What to do
All of the data that follows should be output again without any alteration.

··· Exercise materials

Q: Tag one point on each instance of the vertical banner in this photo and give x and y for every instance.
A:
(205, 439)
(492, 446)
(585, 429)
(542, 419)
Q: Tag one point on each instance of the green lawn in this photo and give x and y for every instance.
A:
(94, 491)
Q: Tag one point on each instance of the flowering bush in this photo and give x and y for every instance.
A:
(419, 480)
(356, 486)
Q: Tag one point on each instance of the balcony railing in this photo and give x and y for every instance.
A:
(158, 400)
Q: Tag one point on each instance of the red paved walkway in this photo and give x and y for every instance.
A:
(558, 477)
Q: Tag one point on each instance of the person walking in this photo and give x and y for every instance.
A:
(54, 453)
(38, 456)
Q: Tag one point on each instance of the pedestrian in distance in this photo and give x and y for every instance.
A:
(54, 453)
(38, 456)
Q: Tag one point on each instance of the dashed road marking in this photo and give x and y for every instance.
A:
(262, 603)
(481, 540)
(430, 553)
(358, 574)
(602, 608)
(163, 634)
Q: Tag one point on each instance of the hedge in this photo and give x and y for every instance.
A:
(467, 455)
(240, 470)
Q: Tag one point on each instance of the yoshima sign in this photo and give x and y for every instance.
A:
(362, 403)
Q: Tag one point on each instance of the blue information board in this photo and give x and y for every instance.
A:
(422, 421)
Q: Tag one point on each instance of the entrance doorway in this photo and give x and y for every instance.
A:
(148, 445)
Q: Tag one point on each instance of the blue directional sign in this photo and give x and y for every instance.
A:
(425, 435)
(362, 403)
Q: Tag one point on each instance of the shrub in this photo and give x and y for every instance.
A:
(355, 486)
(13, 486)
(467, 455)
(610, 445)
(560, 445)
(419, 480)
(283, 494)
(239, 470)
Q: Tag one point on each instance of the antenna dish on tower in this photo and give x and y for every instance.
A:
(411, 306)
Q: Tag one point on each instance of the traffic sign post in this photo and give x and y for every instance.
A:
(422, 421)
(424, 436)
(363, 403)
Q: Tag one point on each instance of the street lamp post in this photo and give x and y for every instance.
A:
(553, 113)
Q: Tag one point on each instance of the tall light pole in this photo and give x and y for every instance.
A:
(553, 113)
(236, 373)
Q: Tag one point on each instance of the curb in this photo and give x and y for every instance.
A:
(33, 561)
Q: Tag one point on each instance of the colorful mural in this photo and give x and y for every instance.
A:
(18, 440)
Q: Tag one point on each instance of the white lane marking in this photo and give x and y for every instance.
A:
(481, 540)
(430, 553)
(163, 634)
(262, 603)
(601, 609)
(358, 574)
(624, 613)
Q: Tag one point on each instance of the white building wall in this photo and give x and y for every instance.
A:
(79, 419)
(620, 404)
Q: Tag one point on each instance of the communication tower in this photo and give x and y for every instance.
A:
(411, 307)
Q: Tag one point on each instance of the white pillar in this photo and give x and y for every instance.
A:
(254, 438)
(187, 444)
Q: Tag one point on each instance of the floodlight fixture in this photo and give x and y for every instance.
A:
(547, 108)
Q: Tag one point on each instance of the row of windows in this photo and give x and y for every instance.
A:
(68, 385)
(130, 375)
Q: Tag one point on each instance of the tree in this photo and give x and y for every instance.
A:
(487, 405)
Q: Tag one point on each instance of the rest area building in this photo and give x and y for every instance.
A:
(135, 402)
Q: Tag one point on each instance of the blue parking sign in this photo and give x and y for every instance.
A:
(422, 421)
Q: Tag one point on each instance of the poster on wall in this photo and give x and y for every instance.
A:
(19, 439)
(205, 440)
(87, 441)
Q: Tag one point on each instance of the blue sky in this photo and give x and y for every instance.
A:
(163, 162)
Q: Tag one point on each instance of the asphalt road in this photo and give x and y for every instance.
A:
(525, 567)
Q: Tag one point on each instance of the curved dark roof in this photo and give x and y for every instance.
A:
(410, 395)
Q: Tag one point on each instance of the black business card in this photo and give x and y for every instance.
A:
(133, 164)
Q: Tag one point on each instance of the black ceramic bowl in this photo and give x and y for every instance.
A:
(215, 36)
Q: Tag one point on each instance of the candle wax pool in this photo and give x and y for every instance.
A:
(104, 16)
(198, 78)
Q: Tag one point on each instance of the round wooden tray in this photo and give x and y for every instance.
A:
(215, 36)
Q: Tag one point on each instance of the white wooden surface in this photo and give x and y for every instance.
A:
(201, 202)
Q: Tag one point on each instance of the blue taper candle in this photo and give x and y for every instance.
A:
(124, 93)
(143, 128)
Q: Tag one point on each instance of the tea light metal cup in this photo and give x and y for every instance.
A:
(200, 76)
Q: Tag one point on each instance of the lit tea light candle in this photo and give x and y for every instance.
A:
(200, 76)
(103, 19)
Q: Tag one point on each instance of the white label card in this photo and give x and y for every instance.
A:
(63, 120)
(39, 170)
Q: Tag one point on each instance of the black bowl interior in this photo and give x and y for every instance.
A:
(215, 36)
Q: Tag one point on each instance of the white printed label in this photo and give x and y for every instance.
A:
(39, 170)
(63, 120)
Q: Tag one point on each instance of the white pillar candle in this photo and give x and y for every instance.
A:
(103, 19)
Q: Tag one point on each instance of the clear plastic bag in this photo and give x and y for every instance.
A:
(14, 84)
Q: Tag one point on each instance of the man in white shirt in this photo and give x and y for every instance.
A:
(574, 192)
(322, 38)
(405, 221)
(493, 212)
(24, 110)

······

Solution to the exercise
Q: Tag one point on each instance of the vertical banner in this photo and give x and y for every instance.
A:
(205, 439)
(492, 446)
(585, 429)
(542, 419)
Q: Tag one point on each instance of the green lawn in this photo and give x and y for every instance.
A:
(94, 491)
Q: Tag one point on each instance of the flowering bush in this photo and give x and y for every instance.
A:
(419, 480)
(356, 486)
Q: Tag one point on each instance of the balcony railing in this photo and give x and y for every instance.
A:
(158, 400)
Q: Tag one point on each instance of the red paved walkway in this photo and give x and y for every instance.
A:
(558, 477)
Q: Tag one point on each instance of the person walking in this photo and give x and y for every instance.
A:
(54, 453)
(38, 456)
Q: Tag one point on each instance of the pedestrian in distance in this photo and give x and y for every instance.
A:
(54, 453)
(38, 456)
Q: Tag one point on each instance of the dashed road marking in this photo and give x and y for every instance.
A:
(262, 603)
(481, 540)
(430, 553)
(358, 574)
(602, 608)
(163, 634)
Q: Tag one point on each instance of the hedge in this photo and give x and y for every instance.
A:
(467, 455)
(240, 470)
Q: Tag one point on each instance of the yoshima sign in this photo and give x and y for every instance.
A:
(362, 403)
Q: Tag one point on each instance of the blue information board in this photo and give x and y for every instance.
A:
(422, 421)
Q: Tag one point on each instance of the entrance doorway in this photo and give x and y for every instance.
A:
(148, 445)
Q: Tag one point on each instance of the blue directional sign in this photo and give x and y for every instance.
A:
(425, 435)
(362, 403)
Q: Tag one point on each instance of the shrub in this photo and give x and y for every instance.
A:
(355, 486)
(13, 486)
(467, 455)
(610, 445)
(560, 445)
(419, 480)
(283, 494)
(239, 470)
Q: Tag one point on each instance of the antenna dish on tower in this photo and give x and y for every instance.
A:
(411, 306)
Q: Tag one point on each instance of the traffic sign post in this photo and give x and y for every instance.
A:
(422, 421)
(424, 436)
(363, 403)
Q: Tag one point on each instance of the street lamp post in this photo and give x and y for every instance.
A:
(553, 113)
Q: Tag one point on each instance of the tall light pole in this photo and give x and y for every instance.
A:
(553, 113)
(236, 373)
Q: Tag one point on each instance of the curb in this photo and give x and y for every instance.
A:
(33, 561)
Q: Tag one point on each instance of the colorful mural in this photo and give x and y for every instance.
A:
(18, 440)
Q: Tag one point on each instance of the white lane marking in this photo and give x and y for every instance.
A:
(481, 540)
(430, 553)
(163, 634)
(262, 603)
(601, 609)
(358, 574)
(624, 613)
Q: Tag one point on each instance of the white building wall in this photo and give x and y for every instance.
A:
(79, 419)
(620, 404)
Q: Tag one point on each instance of the communication tower in this photo and give x and y for every instance.
A:
(411, 307)
Q: Tag one point on each instance of the white pillar in this photo and give x and y for every instance.
A:
(254, 438)
(187, 444)
Q: Tag one point on each instance of the floodlight fixture in this photo and give x and y for every instance.
A:
(547, 108)
Q: Tag one point on each instance of the row of windows in this photo and give x and y for every instance.
A:
(68, 385)
(130, 375)
Q: Tag one point on each instance of the tree in this photo and give x and y for every instance.
A:
(487, 405)
Q: Tag one point on each instance of the rest area building in this photo and give x and y for every instance.
A:
(135, 402)
Q: Tag one point on each instance of the blue parking sign in this photo and give x and y for every instance.
A:
(422, 421)
Q: Tag one point on each instance of the poster on wall in this photo and give x and y for every instance.
A:
(19, 439)
(205, 440)
(87, 441)
Q: Tag one point on each instance of the blue sky in this photo and give x and y for every instance.
A:
(163, 162)
Q: Tag one point on each instance of the asphalt road in this photo and give x and y for every instance.
A:
(525, 567)
Q: Tag one point on each instance of the curved dark roof in this photo and give x and y for every instance.
A:
(410, 395)
Q: Tag one point on each instance of the black business card in this photo and give x and y for every instance.
A:
(133, 164)
Q: Tag one point on each instance of the black ceramic bowl in this photo and give x and y for every instance.
A:
(215, 36)
Q: Tag one point on each instance of the candle wax pool in this photo and give x and y for every instance.
A:
(104, 16)
(198, 78)
Q: Tag one point on each instance of the round wooden tray in this photo and give x and y for every instance.
A:
(215, 36)
Q: Tag one point on each instance of the white wooden surface in this photo and give x and y for every instance.
A:
(201, 202)
Q: Tag one point on each instance of the blue taper candle in this photo and give x and y for every instance.
A:
(124, 93)
(143, 128)
Q: Tag one point on each instance of the tea light metal cup in this photo and give x and y for every instance.
A:
(200, 76)
Q: Tag one point on each instance of the lit tea light candle in this photo and give x and y for every instance.
A:
(200, 76)
(103, 19)
Q: Tag one point on each instance of the white label card in this photo and give x and y for every instance.
A:
(63, 120)
(39, 170)
Q: Tag one point on each instance of the black bowl interior in this photo and give x and y for every instance.
A:
(215, 36)
Q: Tag one point on each instance of the white printed label in this photo and give x and y for every instance.
A:
(39, 170)
(63, 120)
Q: Tag one point on each instance of the white pillar candle in this photo and give x and y for every instance.
A:
(103, 19)
Q: Tag one point on each instance of the clear plastic bag in this photo and give x and y for every instance.
A:
(14, 84)
Q: Tag one point on each instance of the man in white shirt in this photo and give x and y for every instance.
A:
(574, 192)
(322, 38)
(405, 221)
(493, 212)
(24, 110)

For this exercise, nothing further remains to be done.